Decoding PU and PVC: Characteristics, Distinctions, and How to Identify Them

August 31, 2023

1. What is PU?


PU, or polyurethane, is a versatile polymer that was invented in the late 1930s by German chemist Dr. Otto Bayer. This synthetic material is formed through the reaction of isocyanates and polyols. PU exhibits a wide range of properties that make it a popular choice for various applications.


Chemical Characteristics: Polyurethane is highly flexible and resistant to abrasion, chemicals, and solvents. It can be formulated to exhibit varying degrees of hardness, from soft and flexible to rigid and durable.


Physical Characteristics: PU is known for its exceptional load-bearing capacity, tear strength, and elongation. It offers excellent resilience and can return to its original shape after deformation.


Applications: PU finds applications in industries such as automotive, furniture, footwear, and healthcare. It is used to create a variety of products, including seat cushions, wheels, medical devices, footwear soles, and even coatings for fabrics.


2. What is PVC?


PVC, or polyvinyl chloride, is a widely used thermoplastic polymer. It was first discovered in the 19th century by French chemist Henri Victor Regnault, and its commercial development began in the early 20th century. PVC is produced through the polymerization of vinyl chloride monomers.


Chemical Characteristics: PVC is known for its chemical resistance and flame retardancy. It is also resistant to moisture, making it suitable for applications where exposure to water is a concern.


Physical Characteristics: PVC is a lightweight and rigid material with good electrical insulating properties. It can be formulated to have varying levels of hardness, from flexible to rigid.


Applications: PVC is used in various industries, including construction, automotive, healthcare, and packaging. It is commonly used in pipes, electrical insulation, window frames, flooring, and even clothing.


3. How to Distinguish between PU and PVC?

Identifying whether a wheel is made of PU or PVC is essential, as using the wrong material could lead to significant consequences. Here are three methods to help you distinguish between the two:


a. Flexibility Test: PU is typically more flexible than PVC. Gently bending the wheel can give you a sense of its flexibility and whether it exhibits the characteristic "softness" of polyurethane.

▶ **EXTRACTED INFORMATION**
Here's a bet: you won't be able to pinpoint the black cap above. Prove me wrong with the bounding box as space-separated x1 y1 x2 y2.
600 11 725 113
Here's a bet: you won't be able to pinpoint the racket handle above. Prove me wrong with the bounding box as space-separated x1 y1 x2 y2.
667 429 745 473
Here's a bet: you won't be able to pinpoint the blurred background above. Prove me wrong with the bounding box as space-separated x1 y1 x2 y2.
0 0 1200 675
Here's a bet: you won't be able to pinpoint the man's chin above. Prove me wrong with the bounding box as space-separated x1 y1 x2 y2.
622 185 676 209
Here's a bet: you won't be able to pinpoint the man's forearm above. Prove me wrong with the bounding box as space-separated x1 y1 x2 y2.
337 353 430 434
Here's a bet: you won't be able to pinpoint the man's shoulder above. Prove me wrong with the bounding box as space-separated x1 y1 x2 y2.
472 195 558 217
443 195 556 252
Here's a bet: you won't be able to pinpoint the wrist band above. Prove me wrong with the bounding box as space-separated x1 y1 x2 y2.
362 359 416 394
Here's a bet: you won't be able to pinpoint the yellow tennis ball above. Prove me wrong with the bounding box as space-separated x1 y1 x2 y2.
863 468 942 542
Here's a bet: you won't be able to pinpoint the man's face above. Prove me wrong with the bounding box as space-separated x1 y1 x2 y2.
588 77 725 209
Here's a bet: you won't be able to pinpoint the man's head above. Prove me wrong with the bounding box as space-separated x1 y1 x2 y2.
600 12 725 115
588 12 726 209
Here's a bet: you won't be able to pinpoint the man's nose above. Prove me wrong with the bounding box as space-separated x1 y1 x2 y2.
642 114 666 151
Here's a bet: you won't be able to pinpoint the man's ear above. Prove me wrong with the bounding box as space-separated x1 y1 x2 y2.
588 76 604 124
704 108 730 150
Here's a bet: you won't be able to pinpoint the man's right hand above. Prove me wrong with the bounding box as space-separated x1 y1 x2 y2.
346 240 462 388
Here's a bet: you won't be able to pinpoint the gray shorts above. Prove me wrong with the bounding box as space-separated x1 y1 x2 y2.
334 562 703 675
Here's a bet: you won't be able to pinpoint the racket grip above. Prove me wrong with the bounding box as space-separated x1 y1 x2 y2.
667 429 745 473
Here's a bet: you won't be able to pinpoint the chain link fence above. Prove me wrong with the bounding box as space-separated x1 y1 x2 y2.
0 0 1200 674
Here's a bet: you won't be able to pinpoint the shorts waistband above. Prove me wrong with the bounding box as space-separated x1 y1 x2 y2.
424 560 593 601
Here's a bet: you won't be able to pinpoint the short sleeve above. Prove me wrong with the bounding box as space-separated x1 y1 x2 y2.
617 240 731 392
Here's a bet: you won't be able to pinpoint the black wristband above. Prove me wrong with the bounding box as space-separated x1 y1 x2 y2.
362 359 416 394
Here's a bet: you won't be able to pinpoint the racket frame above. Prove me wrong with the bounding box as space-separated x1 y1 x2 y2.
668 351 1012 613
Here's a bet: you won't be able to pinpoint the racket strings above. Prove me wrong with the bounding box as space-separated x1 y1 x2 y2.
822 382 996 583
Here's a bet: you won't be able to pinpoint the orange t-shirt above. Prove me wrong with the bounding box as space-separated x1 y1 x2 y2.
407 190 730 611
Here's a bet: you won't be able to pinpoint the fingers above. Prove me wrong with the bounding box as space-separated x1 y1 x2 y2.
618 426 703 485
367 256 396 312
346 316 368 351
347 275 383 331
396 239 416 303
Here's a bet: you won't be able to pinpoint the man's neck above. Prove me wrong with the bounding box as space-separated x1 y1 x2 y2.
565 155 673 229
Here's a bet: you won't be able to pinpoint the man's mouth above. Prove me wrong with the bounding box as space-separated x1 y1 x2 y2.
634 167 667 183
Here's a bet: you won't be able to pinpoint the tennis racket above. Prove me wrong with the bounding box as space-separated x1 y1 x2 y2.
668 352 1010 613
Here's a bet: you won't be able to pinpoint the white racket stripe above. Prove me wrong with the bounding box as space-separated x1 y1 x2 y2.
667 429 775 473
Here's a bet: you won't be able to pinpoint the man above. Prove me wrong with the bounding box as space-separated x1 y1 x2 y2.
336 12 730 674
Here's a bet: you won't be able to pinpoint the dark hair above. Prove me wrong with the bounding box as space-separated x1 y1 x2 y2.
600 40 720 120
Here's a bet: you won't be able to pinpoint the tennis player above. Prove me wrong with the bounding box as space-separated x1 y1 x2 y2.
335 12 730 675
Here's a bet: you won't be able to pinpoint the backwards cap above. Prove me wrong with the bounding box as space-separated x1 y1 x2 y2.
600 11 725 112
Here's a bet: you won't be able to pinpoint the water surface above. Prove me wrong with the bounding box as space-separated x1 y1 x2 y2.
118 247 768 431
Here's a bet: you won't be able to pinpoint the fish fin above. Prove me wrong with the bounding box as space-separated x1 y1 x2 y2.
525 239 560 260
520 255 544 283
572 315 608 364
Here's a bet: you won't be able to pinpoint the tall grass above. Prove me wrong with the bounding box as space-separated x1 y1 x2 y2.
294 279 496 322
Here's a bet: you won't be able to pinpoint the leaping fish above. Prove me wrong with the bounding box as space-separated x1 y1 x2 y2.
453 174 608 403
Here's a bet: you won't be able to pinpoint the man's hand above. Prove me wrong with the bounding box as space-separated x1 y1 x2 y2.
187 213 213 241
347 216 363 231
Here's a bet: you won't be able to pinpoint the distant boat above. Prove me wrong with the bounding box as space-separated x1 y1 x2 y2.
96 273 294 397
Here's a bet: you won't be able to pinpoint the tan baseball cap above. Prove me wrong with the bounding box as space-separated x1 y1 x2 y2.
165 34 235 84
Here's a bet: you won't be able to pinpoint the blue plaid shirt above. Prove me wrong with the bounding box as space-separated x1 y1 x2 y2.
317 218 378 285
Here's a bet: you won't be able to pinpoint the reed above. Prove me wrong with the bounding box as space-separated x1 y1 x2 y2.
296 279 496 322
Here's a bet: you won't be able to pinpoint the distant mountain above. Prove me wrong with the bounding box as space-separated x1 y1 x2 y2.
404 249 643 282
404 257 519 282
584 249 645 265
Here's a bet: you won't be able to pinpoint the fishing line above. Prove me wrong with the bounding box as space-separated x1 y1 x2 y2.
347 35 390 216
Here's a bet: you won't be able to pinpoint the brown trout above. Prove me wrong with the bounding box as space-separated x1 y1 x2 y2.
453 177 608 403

▶ **EXERCISE INSTRUCTIONS**
A – Answer these questions from the PU and PVC article:
(i) Who invented PU, and when?
(ii) Who first discovered PVC?
(iii) Through what process is PVC produced?
B – List every product that the PU and PVC article says is made with PU.
C – Copy the PU and PVC article word for word from "PVC, or polyvinyl" to "is a concern.".
The records play no part in this work.

▶ **ANSWERS PROVIDED**
A –
(i) German chemist Dr. Otto Bayer invented PU in the late 1930s.
(ii) French chemist Henri Victor Regnault first discovered PVC.
(iii) PVC is produced through the polymerization of vinyl chloride monomers.

B – Seat cushions, wheels, medical devices, footwear soles, coatings for fabrics

C –
PVC, or polyvinyl chloride, is a widely used thermoplastic polymer. It was first discovered in the 19th century by French chemist Henri Victor Regnault, and its commercial development began in the early 20th century. PVC is produced through the polymerization of vinyl chloride monomers.


Chemical Characteristics: PVC is known for its chemical resistance and flame retardancy. It is also resistant to moisture, making it suitable for applications where exposure to water is a concern.